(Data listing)
-- -- --

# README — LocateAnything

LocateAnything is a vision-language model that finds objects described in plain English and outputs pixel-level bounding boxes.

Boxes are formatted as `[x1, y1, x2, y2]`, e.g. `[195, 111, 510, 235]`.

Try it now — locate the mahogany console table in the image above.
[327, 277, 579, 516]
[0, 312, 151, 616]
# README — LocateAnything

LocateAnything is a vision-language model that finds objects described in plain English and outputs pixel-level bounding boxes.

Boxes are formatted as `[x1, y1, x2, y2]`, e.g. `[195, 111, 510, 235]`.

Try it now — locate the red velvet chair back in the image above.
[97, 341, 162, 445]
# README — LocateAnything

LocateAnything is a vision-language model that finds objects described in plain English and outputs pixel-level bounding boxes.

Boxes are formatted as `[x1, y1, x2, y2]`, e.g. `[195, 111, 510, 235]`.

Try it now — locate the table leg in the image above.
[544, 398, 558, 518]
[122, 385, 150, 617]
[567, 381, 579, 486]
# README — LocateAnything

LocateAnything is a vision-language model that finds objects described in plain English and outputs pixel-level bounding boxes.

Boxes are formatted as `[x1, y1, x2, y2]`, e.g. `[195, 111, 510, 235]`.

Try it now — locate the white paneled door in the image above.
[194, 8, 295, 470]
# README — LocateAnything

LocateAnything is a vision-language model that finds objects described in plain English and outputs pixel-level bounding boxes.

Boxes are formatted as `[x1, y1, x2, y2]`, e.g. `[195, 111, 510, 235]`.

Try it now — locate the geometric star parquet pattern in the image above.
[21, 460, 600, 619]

-- -- --

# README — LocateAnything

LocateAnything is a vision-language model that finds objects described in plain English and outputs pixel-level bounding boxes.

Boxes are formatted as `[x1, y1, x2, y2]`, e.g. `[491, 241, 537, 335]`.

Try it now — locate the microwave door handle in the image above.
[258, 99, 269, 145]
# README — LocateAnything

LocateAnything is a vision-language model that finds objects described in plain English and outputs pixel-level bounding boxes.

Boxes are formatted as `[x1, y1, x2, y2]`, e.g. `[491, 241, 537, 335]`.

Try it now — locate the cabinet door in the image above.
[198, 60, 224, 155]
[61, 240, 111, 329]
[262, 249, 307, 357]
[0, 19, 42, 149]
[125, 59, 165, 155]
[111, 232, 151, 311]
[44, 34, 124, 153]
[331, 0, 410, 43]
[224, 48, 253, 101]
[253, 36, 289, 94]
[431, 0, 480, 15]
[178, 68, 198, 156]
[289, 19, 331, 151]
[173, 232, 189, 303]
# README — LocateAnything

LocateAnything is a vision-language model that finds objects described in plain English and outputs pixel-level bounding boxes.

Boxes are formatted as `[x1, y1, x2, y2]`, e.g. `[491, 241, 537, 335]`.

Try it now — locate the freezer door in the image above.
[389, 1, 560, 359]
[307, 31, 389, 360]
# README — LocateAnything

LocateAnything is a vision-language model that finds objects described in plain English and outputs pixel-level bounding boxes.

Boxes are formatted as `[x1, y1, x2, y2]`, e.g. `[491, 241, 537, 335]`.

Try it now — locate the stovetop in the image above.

-- -- --

● **What is required**
Count how many lines of the listing contain the word "above". Give only the number.

● **Correct result**
9